WHAT TO DO:
Copy each entry below exactly.

• • • •

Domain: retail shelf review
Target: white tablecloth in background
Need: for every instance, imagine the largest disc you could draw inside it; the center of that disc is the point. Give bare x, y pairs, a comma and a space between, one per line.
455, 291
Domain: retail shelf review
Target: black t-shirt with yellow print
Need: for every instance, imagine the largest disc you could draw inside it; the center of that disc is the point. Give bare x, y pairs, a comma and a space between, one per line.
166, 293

• • • •

ANSWER SPACE:
Domain: retail shelf review
Target: white tablecloth in background
Need: for every instance, imagine the largest disc you could draw inside it; the center of that disc is the point. Give bare x, y pairs, a comma and a space between, one per line.
455, 291
Domain: retail shelf review
Target: black t-shirt with yellow print
Need: for every instance, imagine the largest disc you could draw inside it; the center of that disc is the point. Give bare x, y pairs, a comma and a space between, one per line.
166, 293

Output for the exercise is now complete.